Task prompt ▸ Exactly reproduce the line containing "Note to the class: identify the pink" together with every line after it, through the end of the entries, and give nothing more.

#####

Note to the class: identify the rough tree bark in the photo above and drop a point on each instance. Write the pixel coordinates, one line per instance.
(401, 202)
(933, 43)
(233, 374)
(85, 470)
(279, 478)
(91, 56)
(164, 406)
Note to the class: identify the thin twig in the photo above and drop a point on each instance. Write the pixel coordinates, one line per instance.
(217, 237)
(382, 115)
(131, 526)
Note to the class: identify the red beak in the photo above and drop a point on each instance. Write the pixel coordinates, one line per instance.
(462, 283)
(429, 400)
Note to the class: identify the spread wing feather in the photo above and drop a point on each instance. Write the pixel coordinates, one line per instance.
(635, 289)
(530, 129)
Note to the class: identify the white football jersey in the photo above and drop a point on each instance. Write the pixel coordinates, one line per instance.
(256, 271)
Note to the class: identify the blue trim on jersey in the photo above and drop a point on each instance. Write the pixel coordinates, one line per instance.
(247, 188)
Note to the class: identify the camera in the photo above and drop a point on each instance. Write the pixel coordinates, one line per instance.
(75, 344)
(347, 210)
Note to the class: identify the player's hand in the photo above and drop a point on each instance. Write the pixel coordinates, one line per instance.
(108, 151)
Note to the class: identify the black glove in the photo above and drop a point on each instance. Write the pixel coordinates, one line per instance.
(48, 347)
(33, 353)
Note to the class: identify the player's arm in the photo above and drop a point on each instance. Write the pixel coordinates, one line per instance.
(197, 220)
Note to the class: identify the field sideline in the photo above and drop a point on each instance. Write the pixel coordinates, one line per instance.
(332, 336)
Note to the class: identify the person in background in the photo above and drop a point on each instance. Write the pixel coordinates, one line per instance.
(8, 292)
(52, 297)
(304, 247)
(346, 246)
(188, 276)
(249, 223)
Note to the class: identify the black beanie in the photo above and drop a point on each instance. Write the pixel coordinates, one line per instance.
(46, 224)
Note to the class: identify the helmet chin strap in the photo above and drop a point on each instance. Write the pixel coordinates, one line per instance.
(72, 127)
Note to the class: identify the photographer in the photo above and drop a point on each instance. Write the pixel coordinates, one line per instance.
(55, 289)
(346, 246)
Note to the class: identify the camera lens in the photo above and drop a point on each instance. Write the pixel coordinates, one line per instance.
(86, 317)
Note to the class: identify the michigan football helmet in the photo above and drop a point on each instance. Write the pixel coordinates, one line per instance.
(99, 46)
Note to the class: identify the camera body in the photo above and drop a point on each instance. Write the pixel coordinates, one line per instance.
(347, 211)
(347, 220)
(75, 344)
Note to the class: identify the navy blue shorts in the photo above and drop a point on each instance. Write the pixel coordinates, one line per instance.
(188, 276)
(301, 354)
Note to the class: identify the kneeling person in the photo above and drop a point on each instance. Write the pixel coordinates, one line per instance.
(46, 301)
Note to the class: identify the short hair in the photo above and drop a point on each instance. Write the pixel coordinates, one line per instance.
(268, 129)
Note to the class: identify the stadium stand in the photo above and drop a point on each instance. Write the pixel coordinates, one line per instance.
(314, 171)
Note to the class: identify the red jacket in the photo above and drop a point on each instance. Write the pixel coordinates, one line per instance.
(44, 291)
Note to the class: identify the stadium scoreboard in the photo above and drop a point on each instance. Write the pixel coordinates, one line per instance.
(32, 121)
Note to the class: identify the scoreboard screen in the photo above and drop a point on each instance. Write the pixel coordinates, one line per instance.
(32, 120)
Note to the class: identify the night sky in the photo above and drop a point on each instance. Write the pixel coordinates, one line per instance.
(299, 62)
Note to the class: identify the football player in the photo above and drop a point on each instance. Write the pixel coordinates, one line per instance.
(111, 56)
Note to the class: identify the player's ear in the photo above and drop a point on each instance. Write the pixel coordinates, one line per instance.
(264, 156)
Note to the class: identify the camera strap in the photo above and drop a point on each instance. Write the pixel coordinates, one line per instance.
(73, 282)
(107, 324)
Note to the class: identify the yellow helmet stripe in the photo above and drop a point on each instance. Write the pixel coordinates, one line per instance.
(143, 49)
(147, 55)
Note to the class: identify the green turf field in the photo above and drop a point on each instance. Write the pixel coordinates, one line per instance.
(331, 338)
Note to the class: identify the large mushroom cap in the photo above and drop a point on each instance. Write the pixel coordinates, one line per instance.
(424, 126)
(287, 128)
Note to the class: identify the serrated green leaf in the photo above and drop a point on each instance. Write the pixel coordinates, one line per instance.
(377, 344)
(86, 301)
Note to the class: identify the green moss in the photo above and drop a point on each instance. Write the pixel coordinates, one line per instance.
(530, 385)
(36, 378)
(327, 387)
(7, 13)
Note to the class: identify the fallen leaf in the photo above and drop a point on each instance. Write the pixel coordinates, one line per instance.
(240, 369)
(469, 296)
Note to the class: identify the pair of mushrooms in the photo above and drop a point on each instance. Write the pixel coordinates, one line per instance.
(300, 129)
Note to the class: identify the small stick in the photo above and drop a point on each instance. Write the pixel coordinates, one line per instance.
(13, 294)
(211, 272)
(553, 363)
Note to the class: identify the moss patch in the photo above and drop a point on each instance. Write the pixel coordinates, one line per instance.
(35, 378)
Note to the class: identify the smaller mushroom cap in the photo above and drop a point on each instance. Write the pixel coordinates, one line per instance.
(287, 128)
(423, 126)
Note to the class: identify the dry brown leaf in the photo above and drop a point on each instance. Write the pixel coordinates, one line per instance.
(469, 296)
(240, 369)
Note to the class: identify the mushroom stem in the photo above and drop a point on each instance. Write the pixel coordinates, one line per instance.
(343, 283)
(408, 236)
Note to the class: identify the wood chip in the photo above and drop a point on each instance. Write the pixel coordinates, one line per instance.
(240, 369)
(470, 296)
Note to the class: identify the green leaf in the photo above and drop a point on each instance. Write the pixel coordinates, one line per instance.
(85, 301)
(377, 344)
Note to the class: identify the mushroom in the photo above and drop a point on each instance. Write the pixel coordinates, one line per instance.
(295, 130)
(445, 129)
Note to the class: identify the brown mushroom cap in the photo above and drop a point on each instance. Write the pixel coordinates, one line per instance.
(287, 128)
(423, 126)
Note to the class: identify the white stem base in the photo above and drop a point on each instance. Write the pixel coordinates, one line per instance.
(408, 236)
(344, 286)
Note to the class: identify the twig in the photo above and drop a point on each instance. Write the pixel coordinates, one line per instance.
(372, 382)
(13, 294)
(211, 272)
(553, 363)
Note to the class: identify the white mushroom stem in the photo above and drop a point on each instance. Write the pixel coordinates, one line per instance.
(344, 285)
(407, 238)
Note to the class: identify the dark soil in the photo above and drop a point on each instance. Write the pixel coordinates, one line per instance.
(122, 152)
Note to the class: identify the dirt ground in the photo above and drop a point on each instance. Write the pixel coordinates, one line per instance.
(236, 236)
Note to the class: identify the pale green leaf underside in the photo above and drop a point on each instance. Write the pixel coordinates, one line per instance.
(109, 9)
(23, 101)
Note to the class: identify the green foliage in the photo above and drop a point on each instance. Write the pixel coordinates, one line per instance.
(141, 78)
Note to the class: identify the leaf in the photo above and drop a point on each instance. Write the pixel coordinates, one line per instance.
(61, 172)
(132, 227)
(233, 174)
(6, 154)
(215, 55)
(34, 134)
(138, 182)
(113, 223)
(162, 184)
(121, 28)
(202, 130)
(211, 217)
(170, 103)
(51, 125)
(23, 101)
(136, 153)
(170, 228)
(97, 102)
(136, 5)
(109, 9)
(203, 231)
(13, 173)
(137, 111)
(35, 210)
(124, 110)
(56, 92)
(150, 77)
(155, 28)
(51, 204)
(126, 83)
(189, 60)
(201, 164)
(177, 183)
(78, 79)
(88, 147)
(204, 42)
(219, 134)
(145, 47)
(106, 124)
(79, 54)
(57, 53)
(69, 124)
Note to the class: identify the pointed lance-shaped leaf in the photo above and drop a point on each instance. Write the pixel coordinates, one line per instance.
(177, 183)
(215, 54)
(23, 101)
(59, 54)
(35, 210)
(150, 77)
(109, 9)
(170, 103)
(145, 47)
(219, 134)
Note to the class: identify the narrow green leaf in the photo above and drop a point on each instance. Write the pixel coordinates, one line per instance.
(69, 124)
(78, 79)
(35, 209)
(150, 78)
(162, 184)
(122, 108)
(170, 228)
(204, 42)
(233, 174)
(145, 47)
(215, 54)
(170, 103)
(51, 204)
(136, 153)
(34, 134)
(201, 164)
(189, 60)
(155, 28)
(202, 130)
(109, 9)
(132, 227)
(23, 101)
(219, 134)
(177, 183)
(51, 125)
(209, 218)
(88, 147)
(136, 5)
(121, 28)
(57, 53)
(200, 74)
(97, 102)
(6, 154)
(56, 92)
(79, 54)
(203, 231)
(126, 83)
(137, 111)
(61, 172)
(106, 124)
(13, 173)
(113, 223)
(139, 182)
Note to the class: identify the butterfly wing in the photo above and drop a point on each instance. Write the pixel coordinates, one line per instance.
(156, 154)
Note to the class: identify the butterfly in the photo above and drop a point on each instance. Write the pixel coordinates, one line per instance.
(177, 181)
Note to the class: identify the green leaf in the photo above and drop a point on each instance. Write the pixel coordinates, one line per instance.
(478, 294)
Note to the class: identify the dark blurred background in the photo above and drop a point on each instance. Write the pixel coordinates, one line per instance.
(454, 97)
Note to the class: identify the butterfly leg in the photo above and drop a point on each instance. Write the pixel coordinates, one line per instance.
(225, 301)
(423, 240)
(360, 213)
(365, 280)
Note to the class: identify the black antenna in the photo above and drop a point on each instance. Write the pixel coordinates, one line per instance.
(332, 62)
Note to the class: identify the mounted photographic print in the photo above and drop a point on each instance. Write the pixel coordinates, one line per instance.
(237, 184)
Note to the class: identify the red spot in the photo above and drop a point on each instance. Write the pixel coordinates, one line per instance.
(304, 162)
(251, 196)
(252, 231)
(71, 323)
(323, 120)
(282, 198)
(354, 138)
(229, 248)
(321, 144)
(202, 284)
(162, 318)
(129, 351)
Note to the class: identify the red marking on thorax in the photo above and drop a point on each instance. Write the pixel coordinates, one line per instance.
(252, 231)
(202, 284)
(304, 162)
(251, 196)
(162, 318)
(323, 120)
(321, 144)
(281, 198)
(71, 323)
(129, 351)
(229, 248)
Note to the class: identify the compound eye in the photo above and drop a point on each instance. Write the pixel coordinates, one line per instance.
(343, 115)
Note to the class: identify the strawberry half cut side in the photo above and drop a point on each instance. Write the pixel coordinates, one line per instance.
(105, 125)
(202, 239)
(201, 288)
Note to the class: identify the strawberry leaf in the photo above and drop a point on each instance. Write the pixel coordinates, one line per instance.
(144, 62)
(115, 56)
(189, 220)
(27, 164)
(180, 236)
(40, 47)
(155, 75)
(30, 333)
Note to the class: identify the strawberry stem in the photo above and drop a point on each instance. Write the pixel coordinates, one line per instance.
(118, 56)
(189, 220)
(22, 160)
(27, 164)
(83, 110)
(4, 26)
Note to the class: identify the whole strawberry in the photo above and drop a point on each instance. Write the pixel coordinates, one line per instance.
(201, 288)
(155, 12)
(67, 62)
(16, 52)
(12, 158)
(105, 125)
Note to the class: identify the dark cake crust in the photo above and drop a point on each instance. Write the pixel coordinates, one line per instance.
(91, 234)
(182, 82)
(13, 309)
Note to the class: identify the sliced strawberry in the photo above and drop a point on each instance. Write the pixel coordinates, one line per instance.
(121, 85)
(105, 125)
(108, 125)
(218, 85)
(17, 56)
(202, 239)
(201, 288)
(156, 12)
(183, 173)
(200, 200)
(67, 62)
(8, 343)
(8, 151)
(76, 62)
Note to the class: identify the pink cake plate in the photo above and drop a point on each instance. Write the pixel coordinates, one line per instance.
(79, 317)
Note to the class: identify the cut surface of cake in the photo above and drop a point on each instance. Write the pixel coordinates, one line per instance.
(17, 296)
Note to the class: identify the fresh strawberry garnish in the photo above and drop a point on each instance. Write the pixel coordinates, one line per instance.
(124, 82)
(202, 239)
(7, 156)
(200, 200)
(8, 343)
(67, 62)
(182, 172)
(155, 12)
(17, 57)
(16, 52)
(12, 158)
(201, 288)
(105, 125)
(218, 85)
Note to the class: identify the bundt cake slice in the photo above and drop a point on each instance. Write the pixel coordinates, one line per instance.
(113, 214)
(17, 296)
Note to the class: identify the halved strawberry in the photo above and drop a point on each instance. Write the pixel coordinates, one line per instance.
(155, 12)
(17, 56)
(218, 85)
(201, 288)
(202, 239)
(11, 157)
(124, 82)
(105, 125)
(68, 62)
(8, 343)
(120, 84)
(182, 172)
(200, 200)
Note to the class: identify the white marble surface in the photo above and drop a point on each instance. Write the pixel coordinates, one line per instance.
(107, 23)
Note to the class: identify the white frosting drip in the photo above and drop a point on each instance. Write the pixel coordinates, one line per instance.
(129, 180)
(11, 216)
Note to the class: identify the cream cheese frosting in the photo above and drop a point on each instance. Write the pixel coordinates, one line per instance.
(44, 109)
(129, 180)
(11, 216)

#####

Answer to this problem ▸
Note to the class: identify the pink cake plate in the photo above and drop a point on each instance. Write the pixel coordinates, one line per instance.
(79, 317)
Note to the class: identify the cut surface of cake in the photo above and drop a point on each instance. Write the pixel coordinates, one line per instance.
(17, 296)
Note to the class: identify the fresh strawberry garnish in the photo above and drop a point on each instance. Write the pixel coordinates, one line per instance.
(124, 82)
(202, 239)
(7, 156)
(200, 200)
(8, 343)
(67, 62)
(182, 172)
(155, 12)
(17, 57)
(16, 52)
(12, 158)
(201, 288)
(105, 125)
(218, 85)
Note to the class: identify the bundt cake slice in the photo above and drop a point on each instance. Write the pixel coordinates, one line per instance.
(113, 214)
(17, 296)
Note to the class: identify the halved strawberry in the photo above and drop a point on each instance. Write the pixel coordinates, one line per instance.
(155, 12)
(17, 56)
(218, 85)
(201, 288)
(202, 239)
(11, 157)
(124, 82)
(105, 125)
(68, 62)
(8, 343)
(120, 84)
(182, 172)
(200, 200)
Note to the class: identify the white marble surface in the photo above and drop a point on each instance. Write the pixel coordinates, one line per instance.
(107, 23)
Note to the class: identify the white frosting drip in the photo above and drop a point on each instance. Write the pixel coordinates, one line per instance.
(129, 180)
(11, 216)
Note to the class: identify the cream cheese frosting in the photo above and drop a point on each instance. Write the pixel coordinates, one line per instance.
(44, 109)
(129, 180)
(11, 216)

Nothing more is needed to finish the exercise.